EXERCISE TASKS:
1. Decide whether each statement below agrees with the passage on silicon technology. Answer yes or no for each, and quote the words from the passage that decide it. (a) The various components of an electronic system can be integrated on a single chip in Si technology. (b) Implementing a high-performance power amplifier poses no difficulty for Si-based, single-chip design. (c) Advances in silicon technology have produced compact, high-performance SiGe bipolar and CMOS transistors.
2. Rewrite the passage on silicon technology between "Scaling and other" and "high-performance power amplifier.", inclusive, replacing "bottleneck" with "obstacle".
3. According to the passage on silicon technology, what is one bottleneck for Si-based, single-chip design in many applications?

Scaling and other advances in silicon (Si) technology have brought about compact, high-performance SiGe bipolar and CMOS transistors and various RF, microwave, and mm-wave circuits implemented in Si technology. Si is an ideal technology for implementing an entire electronic system, as the various components of the system (e.g., digital, analog, memory, and RF components) can be integrated on a single substrate or chip. One bottleneck for Si-based, single-chip design in many applications is the implementation of a high-performance power amplifier.

Stored records

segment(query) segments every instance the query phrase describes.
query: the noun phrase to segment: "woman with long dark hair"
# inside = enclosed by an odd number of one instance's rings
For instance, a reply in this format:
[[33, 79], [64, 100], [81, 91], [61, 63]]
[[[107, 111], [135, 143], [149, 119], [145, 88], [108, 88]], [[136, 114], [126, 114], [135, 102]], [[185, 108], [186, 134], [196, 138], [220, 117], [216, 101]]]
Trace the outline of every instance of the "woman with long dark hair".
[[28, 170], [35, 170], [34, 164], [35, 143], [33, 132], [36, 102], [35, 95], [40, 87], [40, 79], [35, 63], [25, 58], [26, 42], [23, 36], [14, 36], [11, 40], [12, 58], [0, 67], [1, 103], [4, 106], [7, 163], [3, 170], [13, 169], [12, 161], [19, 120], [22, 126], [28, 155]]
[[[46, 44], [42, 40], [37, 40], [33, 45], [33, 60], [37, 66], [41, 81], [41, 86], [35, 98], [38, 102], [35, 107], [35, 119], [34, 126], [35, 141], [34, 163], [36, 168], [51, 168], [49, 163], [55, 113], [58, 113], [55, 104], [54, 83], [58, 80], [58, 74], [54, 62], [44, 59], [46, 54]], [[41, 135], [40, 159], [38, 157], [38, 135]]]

RESPONSES BY TASK:
1.
(a) Yes: "the various components of the system (e.g., digital, analog, memory, and RF components) can be integrated on a single substrate or chip"
(b) No: "One bottleneck for Si-based, single-chip design in many applications is the implementation of a high-performance power amplifier."
(c) Yes: "Scaling and other advances in silicon (Si) technology have brought about compact, high-performance SiGe bipolar and CMOS transistors"

2.
Scaling and other advances in silicon (Si) technology have brought about compact, high-performance SiGe bipolar and CMOS transistors and various RF, microwave, and mm-wave circuits implemented in Si technology. Si is an ideal technology for implementing an entire electronic system, as the various components of the system (e.g., digital, analog, memory, and RF components) can be integrated on a single substrate or chip. One obstacle for Si-based, single-chip design in many applications is the implementation of a high-performance power amplifier.

3. The implementation of a high-performance power amplifier.